▶ _TASK SET_:
A. Transcribe the stretch of the Alpakka S3 timeout thread from "Pair<UniqueKillSwitch, CompletionStage<Done>> pair" through "timeout)).toCompletableFuture())".
B. In the Alpakka S3 timeout thread, shorten the paragraph beginning "I have a question regarding the timeout handling" while keeping its main facts.

▶ _SOURCE_:
Timeout handling in Alpakka S3


#1

Hi,

I have a question regarding the timeout handling in a stream that lists the content of a S3 bucket. Basically I have an actor that periodically starts a Akka Stream that lists the content of a S3 bucket and sends the contained objects as messages to the actor itself:

  /**
   * Execute the polling of the source
   */
  @Override
  protected UniqueKillSwitch executePolling() {
    ActorRef self = getSelf();

    Timeout timeout = Timeout.apply(5, TimeUnit.SECONDS);

    self.tell(SourceS3ActorAPI.PollingStarted.create(), getSelf());

    SourceS3ConfigData config = (SourceS3ConfigData) getConfig();

    Pair<UniqueKillSwitch, CompletionStage<Done>> pair =
    S3.listBucket(config.getBucket(), Option.apply(config.getPrefix()))
            .withAttributes(s3Attributes)
            .mapAsync(5, e -> FutureConverters.toJava(
                    Patterns.ask(
                            self,
                            S3Object.create(e.getKey(), e.getSize(), e.getStorageClass(), e.getLastModified()),
                            timeout)).toCompletableFuture())

▶ _RECORD LIST_:
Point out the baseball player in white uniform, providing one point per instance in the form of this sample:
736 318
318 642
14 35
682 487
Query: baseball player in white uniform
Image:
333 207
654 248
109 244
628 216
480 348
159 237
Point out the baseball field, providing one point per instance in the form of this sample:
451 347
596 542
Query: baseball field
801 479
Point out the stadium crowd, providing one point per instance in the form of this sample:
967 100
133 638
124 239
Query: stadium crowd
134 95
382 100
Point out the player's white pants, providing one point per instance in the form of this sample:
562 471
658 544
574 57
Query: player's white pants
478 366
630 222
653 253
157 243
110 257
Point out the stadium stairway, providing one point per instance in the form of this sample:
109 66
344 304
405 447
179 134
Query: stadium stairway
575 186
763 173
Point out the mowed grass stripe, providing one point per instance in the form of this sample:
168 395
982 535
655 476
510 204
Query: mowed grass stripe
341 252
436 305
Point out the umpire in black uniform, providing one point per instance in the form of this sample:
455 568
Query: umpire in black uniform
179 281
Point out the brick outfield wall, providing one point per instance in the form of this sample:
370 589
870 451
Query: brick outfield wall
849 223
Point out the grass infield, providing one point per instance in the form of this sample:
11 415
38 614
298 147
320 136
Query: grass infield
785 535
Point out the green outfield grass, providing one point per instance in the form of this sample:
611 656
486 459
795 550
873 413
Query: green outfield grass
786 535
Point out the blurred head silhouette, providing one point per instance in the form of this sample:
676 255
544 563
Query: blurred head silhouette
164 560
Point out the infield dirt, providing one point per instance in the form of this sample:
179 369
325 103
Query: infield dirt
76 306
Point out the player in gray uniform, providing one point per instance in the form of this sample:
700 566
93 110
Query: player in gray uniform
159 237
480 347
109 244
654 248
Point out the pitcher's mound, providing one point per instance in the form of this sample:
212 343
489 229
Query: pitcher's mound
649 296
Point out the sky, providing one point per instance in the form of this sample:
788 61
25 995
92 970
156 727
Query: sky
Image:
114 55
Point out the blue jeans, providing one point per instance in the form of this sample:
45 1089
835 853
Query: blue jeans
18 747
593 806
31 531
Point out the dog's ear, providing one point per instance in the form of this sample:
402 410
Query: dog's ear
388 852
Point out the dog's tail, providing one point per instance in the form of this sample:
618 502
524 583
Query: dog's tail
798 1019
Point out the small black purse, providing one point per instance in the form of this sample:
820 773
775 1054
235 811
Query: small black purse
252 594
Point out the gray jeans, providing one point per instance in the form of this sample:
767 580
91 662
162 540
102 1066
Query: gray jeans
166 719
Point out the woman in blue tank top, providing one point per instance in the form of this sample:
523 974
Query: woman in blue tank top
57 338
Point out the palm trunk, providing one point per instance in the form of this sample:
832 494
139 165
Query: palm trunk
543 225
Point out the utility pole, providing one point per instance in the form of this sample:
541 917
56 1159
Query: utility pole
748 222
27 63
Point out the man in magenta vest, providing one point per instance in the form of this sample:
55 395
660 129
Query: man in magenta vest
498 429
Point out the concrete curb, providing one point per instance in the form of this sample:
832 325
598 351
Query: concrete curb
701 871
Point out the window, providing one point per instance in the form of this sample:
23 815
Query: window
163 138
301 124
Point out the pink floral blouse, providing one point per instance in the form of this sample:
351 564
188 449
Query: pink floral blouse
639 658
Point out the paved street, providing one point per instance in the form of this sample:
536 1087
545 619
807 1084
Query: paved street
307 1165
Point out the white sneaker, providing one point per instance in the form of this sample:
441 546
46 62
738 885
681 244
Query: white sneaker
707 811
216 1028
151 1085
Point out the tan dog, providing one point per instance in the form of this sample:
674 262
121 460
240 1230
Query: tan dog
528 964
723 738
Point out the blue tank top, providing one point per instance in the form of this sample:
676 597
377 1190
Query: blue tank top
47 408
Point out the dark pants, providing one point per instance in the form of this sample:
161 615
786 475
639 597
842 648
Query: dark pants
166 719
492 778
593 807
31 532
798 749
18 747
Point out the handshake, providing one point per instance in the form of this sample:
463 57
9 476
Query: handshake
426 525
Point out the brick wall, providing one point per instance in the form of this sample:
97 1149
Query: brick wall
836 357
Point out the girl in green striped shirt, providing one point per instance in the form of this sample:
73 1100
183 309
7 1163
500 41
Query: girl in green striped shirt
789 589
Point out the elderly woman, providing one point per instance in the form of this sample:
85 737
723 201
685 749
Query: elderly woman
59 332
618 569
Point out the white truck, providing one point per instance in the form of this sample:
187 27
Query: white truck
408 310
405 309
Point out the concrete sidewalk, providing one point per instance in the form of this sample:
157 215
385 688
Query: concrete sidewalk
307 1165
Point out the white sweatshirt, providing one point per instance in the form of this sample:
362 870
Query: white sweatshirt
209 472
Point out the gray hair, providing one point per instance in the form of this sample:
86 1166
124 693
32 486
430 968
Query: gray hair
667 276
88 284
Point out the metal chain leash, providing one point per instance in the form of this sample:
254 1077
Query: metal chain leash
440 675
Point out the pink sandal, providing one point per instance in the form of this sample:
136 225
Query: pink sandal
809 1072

▶ _ANSWERS BELOW_:
A.
Pair<UniqueKillSwitch, CompletionStage<Done>> pair =
    S3.listBucket(config.getBucket(), Option.apply(config.getPrefix()))
            .withAttributes(s3Attributes)
            .mapAsync(5, e -> FutureConverters.toJava(
                    Patterns.ask(
                            self,
                            S3Object.create(e.getKey(), e.getSize(), e.getStorageClass(), e.getLastModified()),
                            timeout)).toCompletableFuture())

B. The question concerns timeout handling in a stream that lists an S3 bucket's contents. An actor periodically starts an Akka Stream that lists the bucket and sends each object in it as a message back to the actor itself.